[start of DOCUMENT SECTION]

Travel time and the National Minimum Wage – Court of Appeal clarifies ‘time work’

Summary

In Commissioners for HMRC v Taylors Services Ltd (dissolved) and ors, the Court of Appeal has confirmed that time spent travelling from home to various work sites is not ‘time work’ for National Minimum Wage (NMW) purposes under the National Minimum Wage Regulations 2015. The case reinforces that HMRC and courts must interpret the NMW Regulations holistically, particularly in relation to the interplay between Regulation 30 (defining 'time work') and Regulation 34 (which deems certain travel time as 'time work'). The decision provides important clarification for employers with mobile workforces but also highlights the ongoing complexity of NMW compliance.

Key facts

Taylors Services Ltd (TS Ltd) engaged poultry workers on zero-hours contracts and deployed them to farms across the country. The employer arranged minibus transport that collected workers directly from their homes and drove them to the site of their first assignment. Some journeys could last up to eight hours. For most of the period, travel time was paid at £2.50/hour under the contract. HMRC later concluded that the time should have been paid at NMW rates and issued Notices of Underpayment totalling approximately £62,000. TS Ltd appealed the matter to the Tribunal. 

The Employment Tribunal upheld HMRC’s position on the basis that the level of control exercised by TS Ltd over the workers' travel made it ‘time work’ under Reg 30.

TS Ltd appealed to the EAT, and the matter was subsequently heard by the Court of Appeal - both of which found in favour of the employer.

Legal principles

The case turned on the proper interpretation of the National Minimum Wage Regulations 2015, particularly:

  • Regulation 30: Sets out the basic definition of 'time work' as work for which a worker is paid by reference to the time worked.

[end of DOCUMENT SECTION]

In the travel-time case summary, what hourly rate did the contract pay for travel time during most of the period? The lines that follow were drawn from a separate source.

[start of DATA EXCERPTS]

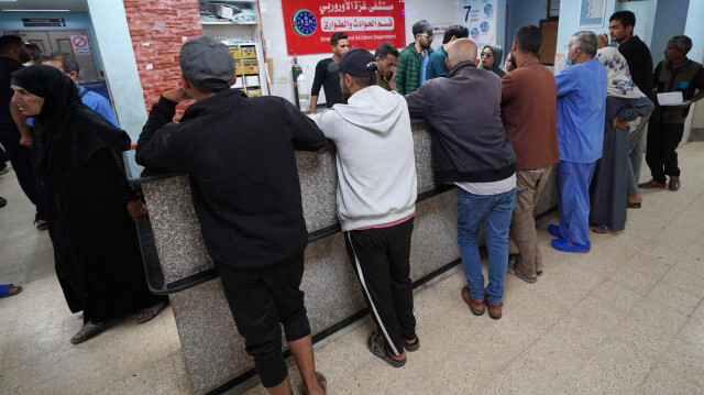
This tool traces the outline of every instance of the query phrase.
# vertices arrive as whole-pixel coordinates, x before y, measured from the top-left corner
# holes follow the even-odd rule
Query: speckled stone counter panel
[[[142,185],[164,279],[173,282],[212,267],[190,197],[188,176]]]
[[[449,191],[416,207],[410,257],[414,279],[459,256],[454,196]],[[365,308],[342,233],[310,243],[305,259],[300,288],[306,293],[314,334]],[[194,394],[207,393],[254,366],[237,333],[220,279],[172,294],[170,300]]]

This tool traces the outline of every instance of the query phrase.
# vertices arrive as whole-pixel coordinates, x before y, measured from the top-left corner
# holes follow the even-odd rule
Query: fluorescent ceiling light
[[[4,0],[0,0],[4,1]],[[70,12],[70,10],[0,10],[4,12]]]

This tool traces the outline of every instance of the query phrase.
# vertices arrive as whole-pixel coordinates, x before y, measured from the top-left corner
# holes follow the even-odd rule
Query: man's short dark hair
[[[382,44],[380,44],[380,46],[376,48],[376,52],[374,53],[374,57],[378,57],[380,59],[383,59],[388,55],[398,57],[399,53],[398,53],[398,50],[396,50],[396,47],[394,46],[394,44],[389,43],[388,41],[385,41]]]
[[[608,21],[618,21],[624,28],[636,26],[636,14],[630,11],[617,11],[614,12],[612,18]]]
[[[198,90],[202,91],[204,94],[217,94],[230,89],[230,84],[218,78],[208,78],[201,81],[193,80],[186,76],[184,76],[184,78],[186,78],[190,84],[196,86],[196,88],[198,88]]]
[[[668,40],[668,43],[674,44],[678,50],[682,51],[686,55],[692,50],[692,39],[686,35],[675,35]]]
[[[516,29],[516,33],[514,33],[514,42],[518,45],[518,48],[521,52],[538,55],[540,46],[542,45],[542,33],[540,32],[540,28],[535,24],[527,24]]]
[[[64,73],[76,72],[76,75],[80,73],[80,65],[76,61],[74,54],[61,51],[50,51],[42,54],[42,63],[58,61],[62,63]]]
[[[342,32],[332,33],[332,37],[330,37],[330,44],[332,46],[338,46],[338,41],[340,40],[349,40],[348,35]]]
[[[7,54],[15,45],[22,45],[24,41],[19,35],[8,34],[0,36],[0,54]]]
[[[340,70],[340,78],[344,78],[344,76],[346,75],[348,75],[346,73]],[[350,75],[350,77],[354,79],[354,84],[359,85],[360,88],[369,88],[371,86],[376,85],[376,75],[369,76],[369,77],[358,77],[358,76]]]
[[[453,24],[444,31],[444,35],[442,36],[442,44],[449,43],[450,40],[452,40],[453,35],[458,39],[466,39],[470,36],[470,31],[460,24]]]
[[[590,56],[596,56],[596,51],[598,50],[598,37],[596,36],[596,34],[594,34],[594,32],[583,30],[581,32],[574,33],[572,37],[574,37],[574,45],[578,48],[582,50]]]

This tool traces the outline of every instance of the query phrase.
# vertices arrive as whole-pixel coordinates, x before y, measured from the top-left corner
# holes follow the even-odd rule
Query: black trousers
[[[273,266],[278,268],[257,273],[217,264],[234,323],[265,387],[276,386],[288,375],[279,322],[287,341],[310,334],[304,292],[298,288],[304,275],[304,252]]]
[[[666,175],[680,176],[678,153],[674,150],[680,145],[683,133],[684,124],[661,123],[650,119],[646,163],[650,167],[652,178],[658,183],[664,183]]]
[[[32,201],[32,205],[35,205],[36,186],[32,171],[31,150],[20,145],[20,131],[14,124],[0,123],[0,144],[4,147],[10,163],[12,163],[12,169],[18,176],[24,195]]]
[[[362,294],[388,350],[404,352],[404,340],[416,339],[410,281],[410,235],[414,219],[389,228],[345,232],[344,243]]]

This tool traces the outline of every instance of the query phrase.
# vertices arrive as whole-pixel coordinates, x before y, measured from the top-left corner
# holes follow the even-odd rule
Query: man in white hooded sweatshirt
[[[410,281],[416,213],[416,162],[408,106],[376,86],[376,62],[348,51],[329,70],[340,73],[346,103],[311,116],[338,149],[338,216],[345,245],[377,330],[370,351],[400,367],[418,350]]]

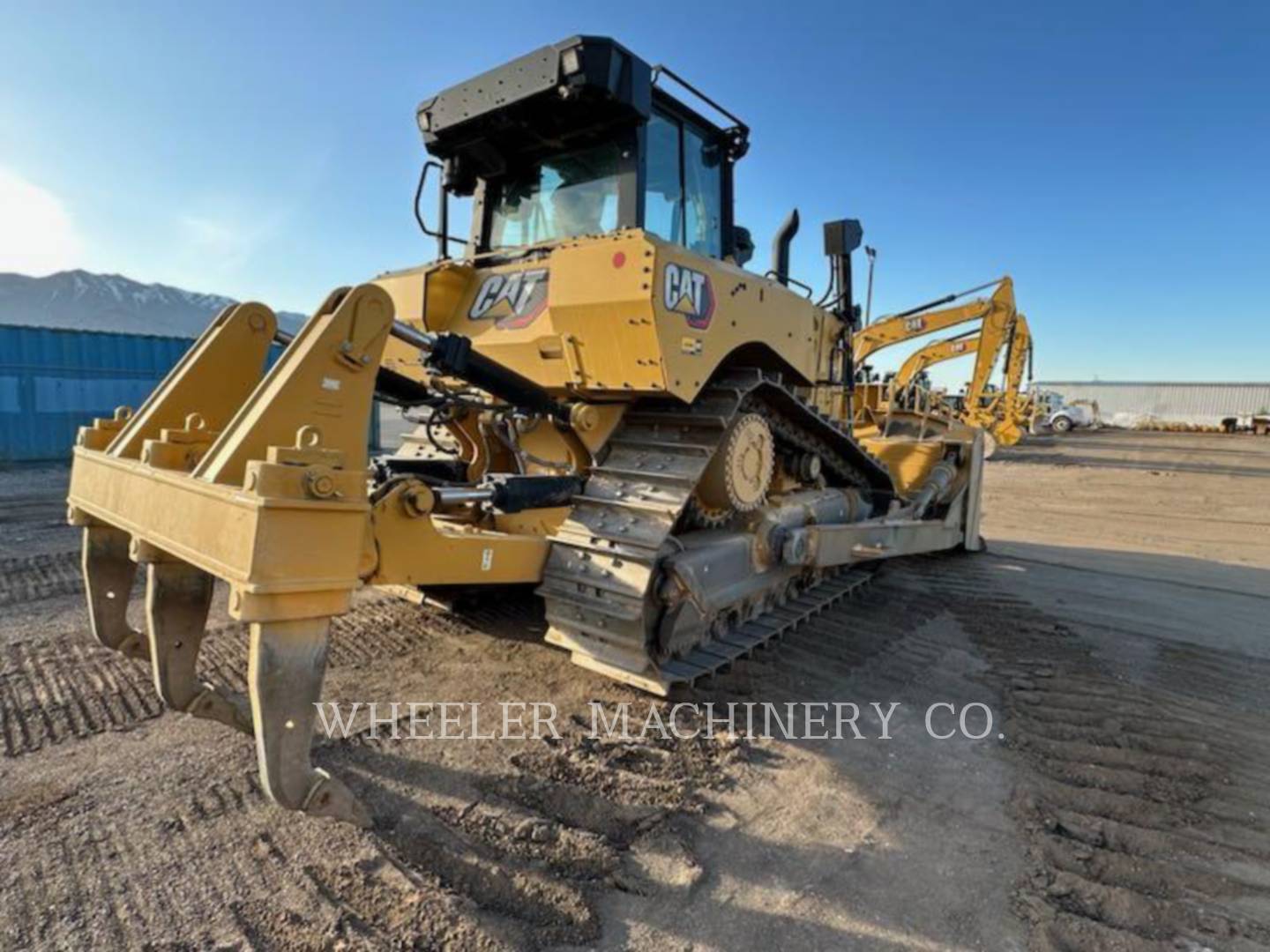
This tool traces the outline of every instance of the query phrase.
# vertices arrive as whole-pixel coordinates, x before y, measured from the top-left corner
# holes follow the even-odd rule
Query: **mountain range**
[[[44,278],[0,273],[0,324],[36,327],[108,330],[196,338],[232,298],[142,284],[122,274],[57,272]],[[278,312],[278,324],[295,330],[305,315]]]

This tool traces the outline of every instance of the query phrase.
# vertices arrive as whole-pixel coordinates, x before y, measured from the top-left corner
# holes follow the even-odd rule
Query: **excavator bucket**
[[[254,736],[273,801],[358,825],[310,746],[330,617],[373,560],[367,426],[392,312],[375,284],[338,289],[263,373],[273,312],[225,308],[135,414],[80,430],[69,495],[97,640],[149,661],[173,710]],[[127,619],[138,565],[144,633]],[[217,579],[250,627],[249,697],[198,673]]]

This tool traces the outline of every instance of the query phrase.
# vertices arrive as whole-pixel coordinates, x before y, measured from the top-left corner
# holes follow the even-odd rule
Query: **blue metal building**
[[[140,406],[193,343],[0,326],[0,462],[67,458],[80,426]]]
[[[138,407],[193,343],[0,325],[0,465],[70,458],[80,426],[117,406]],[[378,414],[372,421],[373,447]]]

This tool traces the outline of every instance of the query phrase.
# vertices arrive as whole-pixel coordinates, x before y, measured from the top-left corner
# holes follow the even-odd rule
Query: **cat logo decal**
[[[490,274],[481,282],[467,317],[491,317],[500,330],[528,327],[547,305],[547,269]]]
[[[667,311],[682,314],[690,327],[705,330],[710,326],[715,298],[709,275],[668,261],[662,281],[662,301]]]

[end of DATA EXCERPTS]
[start of DATA EXCERPTS]

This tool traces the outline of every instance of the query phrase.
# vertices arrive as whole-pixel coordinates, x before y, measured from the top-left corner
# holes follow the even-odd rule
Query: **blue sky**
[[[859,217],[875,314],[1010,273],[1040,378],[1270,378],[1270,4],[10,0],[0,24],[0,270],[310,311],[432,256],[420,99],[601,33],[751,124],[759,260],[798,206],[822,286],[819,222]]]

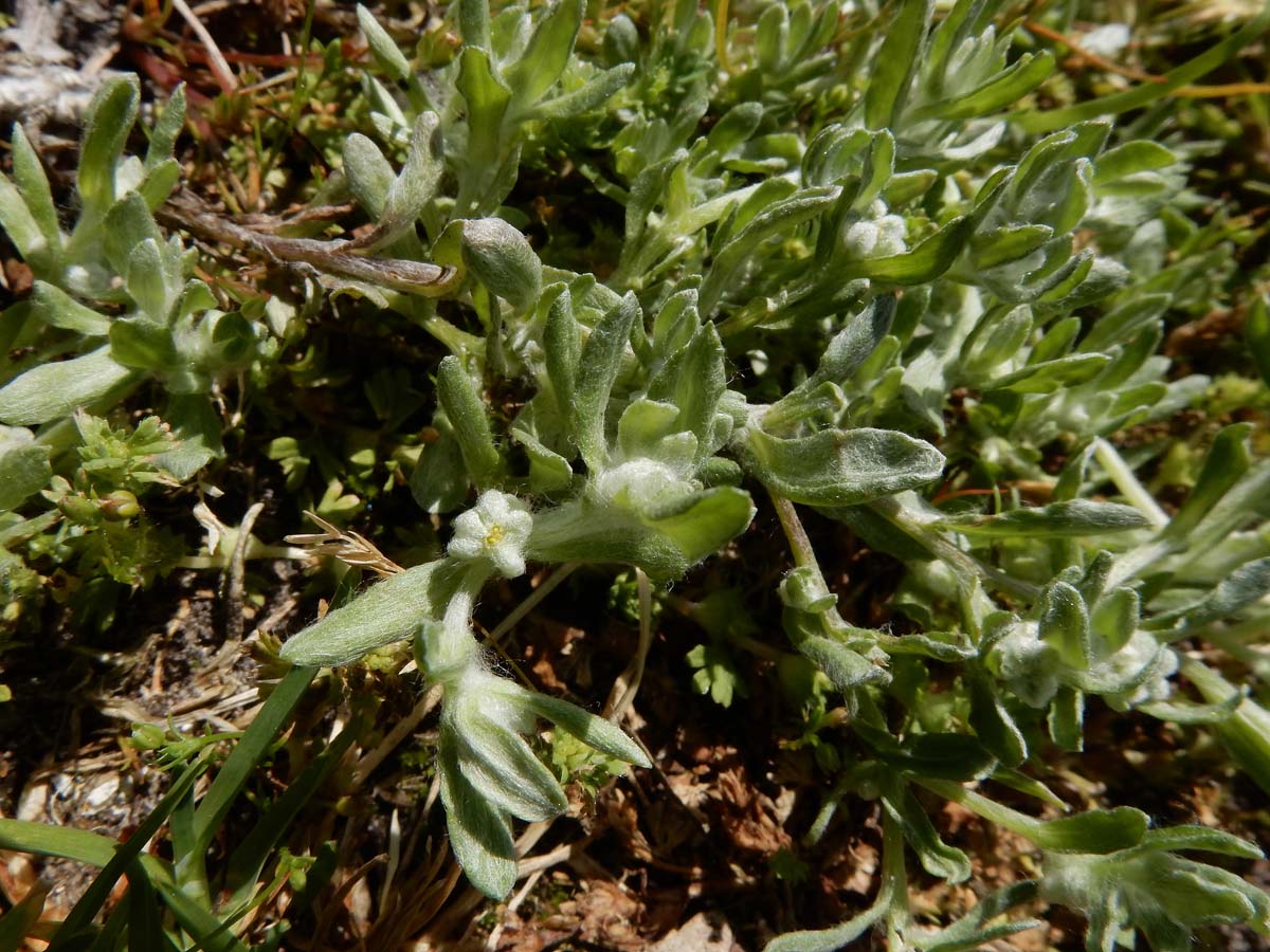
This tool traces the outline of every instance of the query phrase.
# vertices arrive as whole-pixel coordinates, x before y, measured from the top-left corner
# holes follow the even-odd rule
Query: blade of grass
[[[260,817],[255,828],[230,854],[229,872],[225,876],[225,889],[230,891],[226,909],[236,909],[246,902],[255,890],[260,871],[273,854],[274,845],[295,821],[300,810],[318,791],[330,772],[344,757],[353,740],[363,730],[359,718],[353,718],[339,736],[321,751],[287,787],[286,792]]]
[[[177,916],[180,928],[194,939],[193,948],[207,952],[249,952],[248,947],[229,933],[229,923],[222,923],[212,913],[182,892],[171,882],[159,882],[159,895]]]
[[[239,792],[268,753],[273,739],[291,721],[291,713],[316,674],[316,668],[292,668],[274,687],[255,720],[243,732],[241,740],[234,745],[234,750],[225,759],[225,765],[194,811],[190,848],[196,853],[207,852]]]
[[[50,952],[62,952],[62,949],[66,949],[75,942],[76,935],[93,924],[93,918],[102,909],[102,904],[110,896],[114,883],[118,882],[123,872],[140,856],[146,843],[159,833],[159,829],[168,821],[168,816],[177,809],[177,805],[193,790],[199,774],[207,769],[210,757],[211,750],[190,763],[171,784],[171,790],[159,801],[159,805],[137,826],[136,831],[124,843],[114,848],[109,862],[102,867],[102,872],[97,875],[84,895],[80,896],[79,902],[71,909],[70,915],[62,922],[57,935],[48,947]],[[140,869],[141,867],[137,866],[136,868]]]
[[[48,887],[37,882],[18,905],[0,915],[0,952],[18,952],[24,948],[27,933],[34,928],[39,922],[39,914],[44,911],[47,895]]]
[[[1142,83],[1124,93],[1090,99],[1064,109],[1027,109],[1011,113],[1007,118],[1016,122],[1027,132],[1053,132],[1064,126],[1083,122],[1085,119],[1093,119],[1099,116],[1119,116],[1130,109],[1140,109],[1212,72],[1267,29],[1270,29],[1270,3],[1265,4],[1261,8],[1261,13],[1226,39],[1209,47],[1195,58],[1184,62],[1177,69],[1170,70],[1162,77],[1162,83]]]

[end of DATA EXCERPTS]
[start of DATA EXCERPTS]

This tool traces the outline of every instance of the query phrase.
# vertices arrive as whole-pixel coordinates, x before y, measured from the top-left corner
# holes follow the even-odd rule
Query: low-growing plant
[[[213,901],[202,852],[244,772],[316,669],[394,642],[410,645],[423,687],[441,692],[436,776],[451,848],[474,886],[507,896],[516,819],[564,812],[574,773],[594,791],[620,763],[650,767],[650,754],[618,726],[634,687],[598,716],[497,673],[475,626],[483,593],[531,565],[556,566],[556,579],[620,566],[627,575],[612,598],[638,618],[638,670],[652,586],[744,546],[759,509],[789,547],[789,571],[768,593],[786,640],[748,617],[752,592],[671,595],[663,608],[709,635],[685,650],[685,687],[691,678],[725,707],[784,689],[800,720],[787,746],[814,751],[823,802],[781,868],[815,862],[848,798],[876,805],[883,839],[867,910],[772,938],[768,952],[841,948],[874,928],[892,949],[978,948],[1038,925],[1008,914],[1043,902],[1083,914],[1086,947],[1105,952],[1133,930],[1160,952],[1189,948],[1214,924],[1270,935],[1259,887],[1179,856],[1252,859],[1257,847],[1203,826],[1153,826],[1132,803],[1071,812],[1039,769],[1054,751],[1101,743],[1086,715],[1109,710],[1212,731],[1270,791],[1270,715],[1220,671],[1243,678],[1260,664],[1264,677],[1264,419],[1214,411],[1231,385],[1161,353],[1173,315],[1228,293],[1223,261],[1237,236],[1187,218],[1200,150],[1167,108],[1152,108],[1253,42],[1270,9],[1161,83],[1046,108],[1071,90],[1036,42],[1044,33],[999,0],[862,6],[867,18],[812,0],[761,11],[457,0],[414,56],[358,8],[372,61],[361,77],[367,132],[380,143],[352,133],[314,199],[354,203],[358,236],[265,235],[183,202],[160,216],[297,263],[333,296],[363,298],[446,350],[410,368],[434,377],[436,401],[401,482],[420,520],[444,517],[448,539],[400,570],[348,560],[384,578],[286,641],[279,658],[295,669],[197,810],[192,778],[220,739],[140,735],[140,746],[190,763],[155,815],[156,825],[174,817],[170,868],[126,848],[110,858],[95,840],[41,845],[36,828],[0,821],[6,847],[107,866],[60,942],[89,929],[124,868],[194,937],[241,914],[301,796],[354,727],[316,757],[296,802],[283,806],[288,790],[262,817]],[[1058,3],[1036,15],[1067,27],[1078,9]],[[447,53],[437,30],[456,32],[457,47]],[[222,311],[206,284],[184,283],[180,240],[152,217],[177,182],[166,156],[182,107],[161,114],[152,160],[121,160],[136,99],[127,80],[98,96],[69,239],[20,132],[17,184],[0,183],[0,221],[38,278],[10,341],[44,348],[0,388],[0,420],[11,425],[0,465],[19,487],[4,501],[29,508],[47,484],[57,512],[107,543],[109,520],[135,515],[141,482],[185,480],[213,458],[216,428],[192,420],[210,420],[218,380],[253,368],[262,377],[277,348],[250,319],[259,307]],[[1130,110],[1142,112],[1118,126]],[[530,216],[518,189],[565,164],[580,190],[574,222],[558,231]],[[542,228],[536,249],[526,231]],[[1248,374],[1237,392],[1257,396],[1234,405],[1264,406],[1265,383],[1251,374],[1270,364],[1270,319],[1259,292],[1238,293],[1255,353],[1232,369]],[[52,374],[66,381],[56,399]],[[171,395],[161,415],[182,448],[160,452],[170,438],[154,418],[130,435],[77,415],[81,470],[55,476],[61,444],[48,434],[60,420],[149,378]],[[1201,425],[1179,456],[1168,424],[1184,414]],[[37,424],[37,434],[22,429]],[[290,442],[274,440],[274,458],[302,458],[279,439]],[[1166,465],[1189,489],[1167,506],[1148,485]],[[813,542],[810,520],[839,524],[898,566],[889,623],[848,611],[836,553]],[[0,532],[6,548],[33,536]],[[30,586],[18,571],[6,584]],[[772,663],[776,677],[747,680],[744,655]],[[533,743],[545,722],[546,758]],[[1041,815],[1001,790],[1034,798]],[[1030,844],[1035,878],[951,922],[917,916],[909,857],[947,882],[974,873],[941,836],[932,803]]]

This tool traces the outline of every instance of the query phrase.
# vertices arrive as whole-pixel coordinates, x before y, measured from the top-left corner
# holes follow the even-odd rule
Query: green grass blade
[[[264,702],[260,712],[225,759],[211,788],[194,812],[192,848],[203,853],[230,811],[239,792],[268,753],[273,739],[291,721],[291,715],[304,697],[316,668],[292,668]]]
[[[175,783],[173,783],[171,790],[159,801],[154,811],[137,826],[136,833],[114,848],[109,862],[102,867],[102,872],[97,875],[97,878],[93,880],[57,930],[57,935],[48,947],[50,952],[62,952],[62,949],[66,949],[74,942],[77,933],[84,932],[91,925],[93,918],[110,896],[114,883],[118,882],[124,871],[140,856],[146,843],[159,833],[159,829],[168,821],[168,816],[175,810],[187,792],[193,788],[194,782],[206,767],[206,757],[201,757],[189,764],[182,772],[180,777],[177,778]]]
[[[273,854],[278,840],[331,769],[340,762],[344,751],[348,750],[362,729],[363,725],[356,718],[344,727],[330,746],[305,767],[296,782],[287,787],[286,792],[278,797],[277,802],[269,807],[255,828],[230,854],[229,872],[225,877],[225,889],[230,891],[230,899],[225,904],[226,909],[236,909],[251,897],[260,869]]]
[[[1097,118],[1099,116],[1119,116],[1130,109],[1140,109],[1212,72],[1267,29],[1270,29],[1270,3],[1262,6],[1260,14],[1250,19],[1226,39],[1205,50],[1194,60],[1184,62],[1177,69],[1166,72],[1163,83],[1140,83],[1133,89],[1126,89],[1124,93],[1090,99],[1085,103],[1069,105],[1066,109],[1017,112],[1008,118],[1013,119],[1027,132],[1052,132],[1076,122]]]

[end of DATA EXCERPTS]

PROBLEM SOLUTION
The contract paid £2.50 per hour for travel time.